■ WORK TO BE COMPLETED ■
In the commentary on AI and data investment, rewrite the paragraph that begins "Nonetheless, the authors cite" as a short bulleted list that keeps its main facts.
╭─ QUOTED PASSAGE
And thanks to AutoML, and the emergence of tooling and services covering the entire lifecycle of building and running those models, you can say the same about AI. There's the continued dance of players who are morphing into generalized platforms. ML platforms, from the SageMakers and Vertex AIs to the Dataikus and Data Robots of the world, are broadening themselves into full lifecycle services. You can also say the same about other parts of the data ecosystem. Confluent doesn't merely want to run your Kafka streams, but also your real-time data warehouse.

Nonetheless, the authors cite the usual centrifugal forces, with growing attention to data meshes taking center stage (we'll have more to say about that in an upcoming post). But the move to consolidation has hardly put a brake on venture activity. According to CB Insights, $38 billion flowed into AI startups, which was about as much as went in during all of 2020; and in that first six months, there were over 50 rounds exceeding $100 million. The financing community has spread beyond VCs to hedge funds and that lovely acronym of ventures poetically abbreviated as SPACs. And many of those financings have been instigated, not by hungry startups, but by financiers eager to get in further.

The authors are bullish on the outlook for analytics and AI in general. But the report also cites explosive growth, not in revenues, but the number of startups in niches like reverse ETL, data quality, data catalogs, data annotation, and MLOps where investment appears to be ahead of the market's readiness to absorb it.

So, there's a lot of crazy cash out there. We have a few rhetorical questions. Does a company like Databricks really need $3.5 billion in the bank? With the proliferation of venture-funded startups exceeding $1 billion valuations, has the term "unicorn" grown outdated? Are financiers rushing in because of FOMO -- fear of missing out?

But our main question is are we headed into another bubble? We had an offline email exchange with lead author Matt Turck on that very issue. His take is that "there are more quality companies than ever." There are repeat founders coming in with strong track records. A good example is Dataiku cofounder Florian Douetteau, whose previous act was the successful exit with the Exalead search engine, which was acquired by Dassault Systemes roughly a decade ago.

The report also cites the tight job market. To some extent, that's old news -- there has long been a shortage of data scientists and data engineers ever since we began mouthing the words "Big Data." Like the Java developer shortage during the dot com era, these are issues that are largely solvable; witness the flood of enrollments in college data science programs. Our concern about talent is on other parts of the food chain – seasoned managers, executives, sales, and marketing. We've been hearing a number of vendors tell us of the challenges in filling those slots. In most cases, this is not about schools turning out grads with the right degrees. Our sense is that the lack of managerial and go-to-market talent could put some brakes on growth.
╰─
╭─ STORED DATA
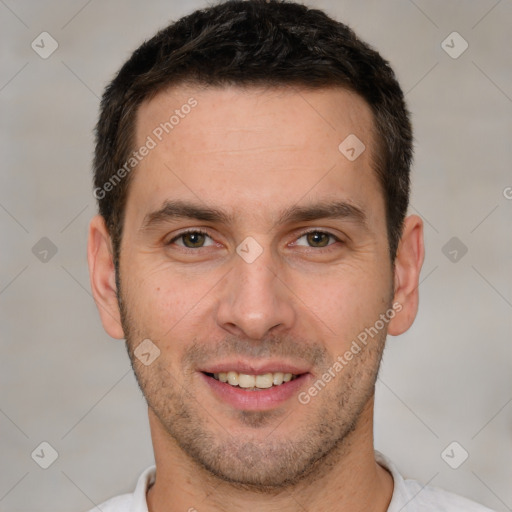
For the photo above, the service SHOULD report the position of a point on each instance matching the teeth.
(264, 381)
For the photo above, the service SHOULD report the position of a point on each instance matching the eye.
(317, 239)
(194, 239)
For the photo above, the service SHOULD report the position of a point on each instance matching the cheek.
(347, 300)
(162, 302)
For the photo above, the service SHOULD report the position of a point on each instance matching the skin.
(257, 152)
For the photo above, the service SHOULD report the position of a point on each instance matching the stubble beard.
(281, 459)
╰─
╭─ STORED DATA
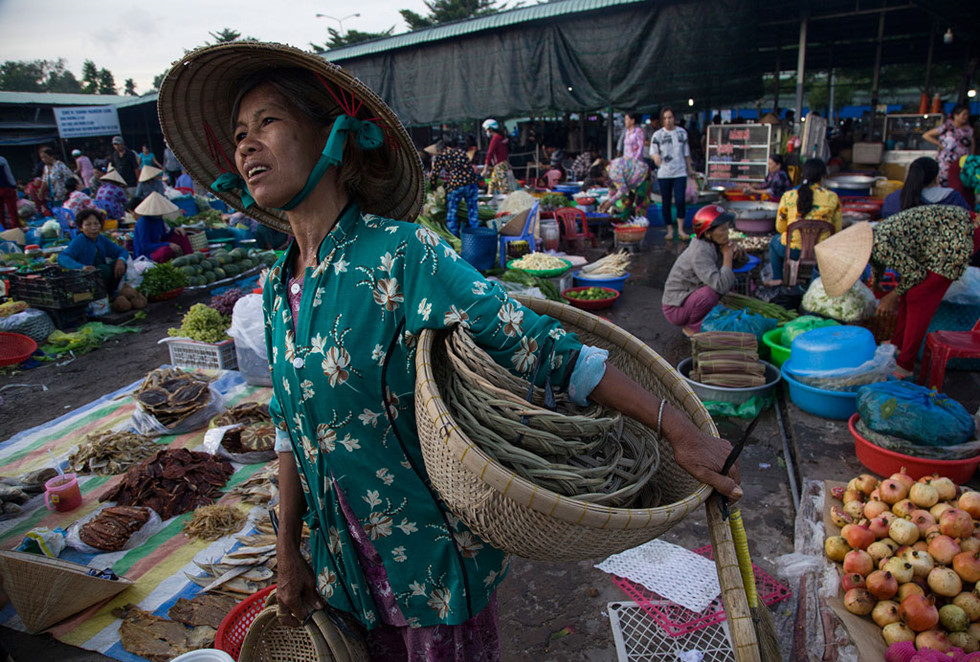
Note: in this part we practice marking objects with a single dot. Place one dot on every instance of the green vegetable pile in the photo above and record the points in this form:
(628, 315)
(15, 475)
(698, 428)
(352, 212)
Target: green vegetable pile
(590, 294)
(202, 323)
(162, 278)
╰─
╭─ STORED DATA
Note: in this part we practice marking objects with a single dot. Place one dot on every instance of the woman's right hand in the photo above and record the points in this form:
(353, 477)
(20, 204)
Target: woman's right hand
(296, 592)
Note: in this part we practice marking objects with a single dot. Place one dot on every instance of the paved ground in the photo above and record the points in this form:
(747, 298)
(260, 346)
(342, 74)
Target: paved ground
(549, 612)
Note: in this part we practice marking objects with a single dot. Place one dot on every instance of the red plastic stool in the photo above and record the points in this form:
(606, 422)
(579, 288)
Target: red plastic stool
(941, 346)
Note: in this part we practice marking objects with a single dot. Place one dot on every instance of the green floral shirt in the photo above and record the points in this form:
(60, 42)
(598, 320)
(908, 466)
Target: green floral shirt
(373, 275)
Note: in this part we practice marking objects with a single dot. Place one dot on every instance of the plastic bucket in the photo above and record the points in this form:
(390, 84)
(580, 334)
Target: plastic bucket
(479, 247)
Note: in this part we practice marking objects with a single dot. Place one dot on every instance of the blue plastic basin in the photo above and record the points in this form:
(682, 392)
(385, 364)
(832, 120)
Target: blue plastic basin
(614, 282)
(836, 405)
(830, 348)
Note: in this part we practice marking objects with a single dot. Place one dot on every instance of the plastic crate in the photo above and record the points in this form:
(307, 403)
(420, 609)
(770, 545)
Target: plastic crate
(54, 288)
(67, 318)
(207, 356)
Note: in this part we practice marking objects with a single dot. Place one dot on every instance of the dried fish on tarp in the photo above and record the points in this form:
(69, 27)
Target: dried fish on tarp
╰─
■ OUTPUT BELOW ■
- The authors cite the usual centrifugal forces, with growing attention to data meshes.
- The move to consolidation has not slowed venture activity.
- According to CB Insights, $38 billion went into AI startups in the first six months, about as much as in all of 2020.
- That period saw over 50 rounds exceeding $100 million.
- Financing has spread beyond VCs to hedge funds and SPACs.
- Many of these financings were started by financiers eager to invest further, not by startups.